### What to work on
The expected output is every entry that follows, reproduced exactly.
*** Recorded information ***
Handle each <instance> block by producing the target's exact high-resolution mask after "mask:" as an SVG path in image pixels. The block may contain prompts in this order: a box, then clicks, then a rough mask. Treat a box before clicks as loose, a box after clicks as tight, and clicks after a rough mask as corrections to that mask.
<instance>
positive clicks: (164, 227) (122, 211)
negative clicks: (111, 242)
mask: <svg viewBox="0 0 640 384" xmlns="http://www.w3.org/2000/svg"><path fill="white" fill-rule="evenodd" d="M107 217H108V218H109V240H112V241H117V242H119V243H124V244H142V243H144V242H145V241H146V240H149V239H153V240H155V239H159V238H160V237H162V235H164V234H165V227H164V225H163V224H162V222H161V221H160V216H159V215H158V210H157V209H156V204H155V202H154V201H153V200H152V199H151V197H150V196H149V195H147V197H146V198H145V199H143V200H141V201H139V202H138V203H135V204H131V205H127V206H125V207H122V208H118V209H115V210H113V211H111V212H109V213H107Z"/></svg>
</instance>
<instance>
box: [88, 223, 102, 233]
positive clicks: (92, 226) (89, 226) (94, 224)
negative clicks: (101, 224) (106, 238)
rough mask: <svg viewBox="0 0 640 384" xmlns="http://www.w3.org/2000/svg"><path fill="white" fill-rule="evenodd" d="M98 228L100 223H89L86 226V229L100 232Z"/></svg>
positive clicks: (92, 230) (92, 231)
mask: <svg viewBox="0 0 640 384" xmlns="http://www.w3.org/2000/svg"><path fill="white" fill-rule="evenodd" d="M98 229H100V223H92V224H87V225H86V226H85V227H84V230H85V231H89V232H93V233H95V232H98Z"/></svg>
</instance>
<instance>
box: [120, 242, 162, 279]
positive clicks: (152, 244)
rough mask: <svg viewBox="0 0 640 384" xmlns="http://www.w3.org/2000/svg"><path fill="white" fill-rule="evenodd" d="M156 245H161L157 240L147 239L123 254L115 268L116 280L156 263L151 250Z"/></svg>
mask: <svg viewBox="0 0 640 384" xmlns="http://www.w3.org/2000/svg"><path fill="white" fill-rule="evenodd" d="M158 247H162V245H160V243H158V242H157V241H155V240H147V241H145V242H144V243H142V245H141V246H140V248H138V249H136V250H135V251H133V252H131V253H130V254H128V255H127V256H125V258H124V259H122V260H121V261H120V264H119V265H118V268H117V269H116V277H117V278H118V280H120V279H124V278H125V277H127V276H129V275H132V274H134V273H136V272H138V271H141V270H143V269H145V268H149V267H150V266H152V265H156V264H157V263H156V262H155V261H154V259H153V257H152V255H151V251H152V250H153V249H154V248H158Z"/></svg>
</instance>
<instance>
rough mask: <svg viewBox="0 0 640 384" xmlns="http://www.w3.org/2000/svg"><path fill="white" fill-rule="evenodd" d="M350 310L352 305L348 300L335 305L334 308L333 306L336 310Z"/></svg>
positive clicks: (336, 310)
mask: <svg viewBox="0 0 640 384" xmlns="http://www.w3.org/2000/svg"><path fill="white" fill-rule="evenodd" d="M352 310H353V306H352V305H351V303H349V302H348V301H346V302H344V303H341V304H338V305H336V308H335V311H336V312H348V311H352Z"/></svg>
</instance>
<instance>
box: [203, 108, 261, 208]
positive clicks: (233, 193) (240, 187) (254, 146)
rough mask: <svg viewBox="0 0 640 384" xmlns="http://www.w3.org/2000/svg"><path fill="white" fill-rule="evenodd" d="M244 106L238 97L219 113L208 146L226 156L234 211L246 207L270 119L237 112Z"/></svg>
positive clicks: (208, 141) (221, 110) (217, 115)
***
### Your solution
Handle each <instance> block by producing the target's exact high-resolution mask after "mask:" as an SVG path in image pixels. The block may contain prompts in this order: a box, then clicks, then a rough mask. Treat a box before clicks as loose, a box after clicks as tight, and clicks after a rough mask as corrections to that mask.
<instance>
positive clicks: (164, 227) (122, 211)
negative clicks: (111, 242)
mask: <svg viewBox="0 0 640 384" xmlns="http://www.w3.org/2000/svg"><path fill="white" fill-rule="evenodd" d="M107 217H108V218H109V240H112V241H117V242H119V243H124V244H142V243H144V242H145V241H146V240H149V239H153V240H155V239H159V238H160V237H162V235H164V234H165V227H164V225H163V224H162V222H161V221H160V216H159V215H158V210H157V209H156V204H155V202H154V201H153V200H152V199H151V197H150V196H149V195H147V197H146V198H145V199H143V200H141V201H139V202H138V203H135V204H131V205H127V206H125V207H122V208H118V209H115V210H113V211H111V212H109V213H107Z"/></svg>
</instance>
<instance>
box: [88, 223, 102, 233]
positive clicks: (92, 226) (89, 226) (94, 224)
negative clicks: (101, 224) (106, 238)
rough mask: <svg viewBox="0 0 640 384" xmlns="http://www.w3.org/2000/svg"><path fill="white" fill-rule="evenodd" d="M98 228L100 223H89L86 226V229L100 232Z"/></svg>
positive clicks: (92, 230) (92, 231)
mask: <svg viewBox="0 0 640 384" xmlns="http://www.w3.org/2000/svg"><path fill="white" fill-rule="evenodd" d="M98 229H100V223H92V224H87V225H86V226H85V227H84V230H85V231H89V232H93V233H95V232H98Z"/></svg>
</instance>
<instance>
box: [120, 242, 162, 279]
positive clicks: (152, 244)
rough mask: <svg viewBox="0 0 640 384" xmlns="http://www.w3.org/2000/svg"><path fill="white" fill-rule="evenodd" d="M156 245H161L157 240L147 239L123 254L115 268L116 280L156 263L151 250Z"/></svg>
mask: <svg viewBox="0 0 640 384" xmlns="http://www.w3.org/2000/svg"><path fill="white" fill-rule="evenodd" d="M158 247H162V245H160V243H158V242H157V241H155V240H147V241H145V242H144V243H142V245H141V246H140V248H138V249H136V250H135V251H133V252H131V253H130V254H128V255H127V256H125V258H124V259H122V260H121V261H120V264H119V265H118V268H117V269H116V277H117V278H118V280H120V279H124V278H125V277H127V276H129V275H132V274H134V273H136V272H138V271H141V270H143V269H145V268H149V267H150V266H152V265H156V264H157V263H156V262H155V261H154V259H153V257H152V255H151V251H152V250H153V249H154V248H158Z"/></svg>
</instance>
<instance>
rough mask: <svg viewBox="0 0 640 384" xmlns="http://www.w3.org/2000/svg"><path fill="white" fill-rule="evenodd" d="M350 310L352 305L348 300L335 305L334 308L333 306L336 310Z"/></svg>
positive clicks: (336, 310)
mask: <svg viewBox="0 0 640 384" xmlns="http://www.w3.org/2000/svg"><path fill="white" fill-rule="evenodd" d="M352 310H353V306H352V305H351V303H349V302H348V301H346V302H344V303H341V304H338V305H336V308H335V311H336V312H348V311H352Z"/></svg>
</instance>
<instance>
box: [203, 108, 261, 208]
positive clicks: (233, 193) (240, 187) (254, 146)
rough mask: <svg viewBox="0 0 640 384" xmlns="http://www.w3.org/2000/svg"><path fill="white" fill-rule="evenodd" d="M244 106L238 97L219 113L208 146L226 156L234 211L246 207L270 119L237 112Z"/></svg>
positive clicks: (208, 141) (221, 110) (217, 115)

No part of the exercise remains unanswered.